» PARTS OF THE EXERCISE
A - In the post-editing article, what is named as the first pitfall of post-editing?
B - Rewrite the part of the post-editing article that begins at the words "[The juxtaposition in" and stops after "about easy-to-use software?", putting "too eager" in place of "overzealous".

» TEXT EXTRACT
******************************

Translation and Localization Resources | SimulTrans

Pitfalls of Post-Editing Machine Translated Content

Written by Alexandre Rallo | August 31, 2021


The newest Machine Translation (MT) engines have left their rules-based and statistical days behind in favor of neural technology. Because Machine Translation engines can be trained, they can evolve to suit particular projects. However, more and more customers are requesting post-editing to ensure near-human quality and consistency across projects. Here are some of the most common pitfalls a post-editor might encounter and how to solve them.

Balance

[The juxtaposition in writing of syntactically parallel]

The first pitfall of post-editing is finding the right balance. A post-editor should know when to edit something and when not to; they should neither be lazy nor overzealous. It all depends on the project specifics:

  • What kind of text are we working on? Is it a simple "How-To guide" about easy-to-use software?
  • Are the sentences generally short and straightforward?
  • What quality is the client expecting?

******************************

» GIVEN RECORDS

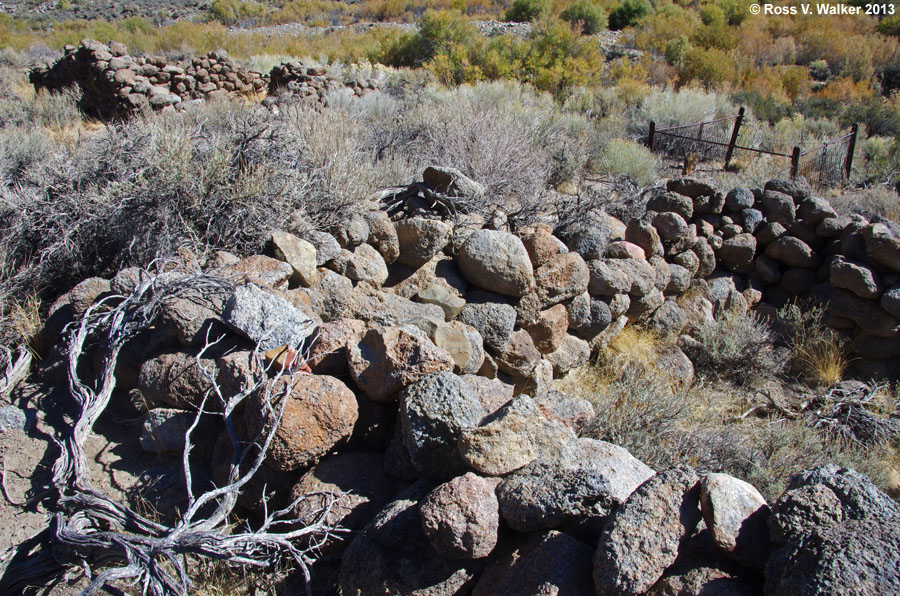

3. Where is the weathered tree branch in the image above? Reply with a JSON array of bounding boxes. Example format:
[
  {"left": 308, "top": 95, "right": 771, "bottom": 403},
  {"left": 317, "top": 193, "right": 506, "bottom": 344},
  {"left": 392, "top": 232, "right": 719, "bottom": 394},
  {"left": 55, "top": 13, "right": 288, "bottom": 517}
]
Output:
[
  {"left": 0, "top": 346, "right": 32, "bottom": 396},
  {"left": 0, "top": 266, "right": 342, "bottom": 596}
]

******************************

» ANSWERS TO THE PROBLEMS
A - Finding the right balance.

B -
[The juxtaposition in writing of syntactically parallel]

The first pitfall of post-editing is finding the right balance. A post-editor should know when to edit something and when not to; they should neither be lazy nor too eager. It all depends on the project specifics:

  • What kind of text are we working on? Is it a simple "How-To guide" about easy-to-use software?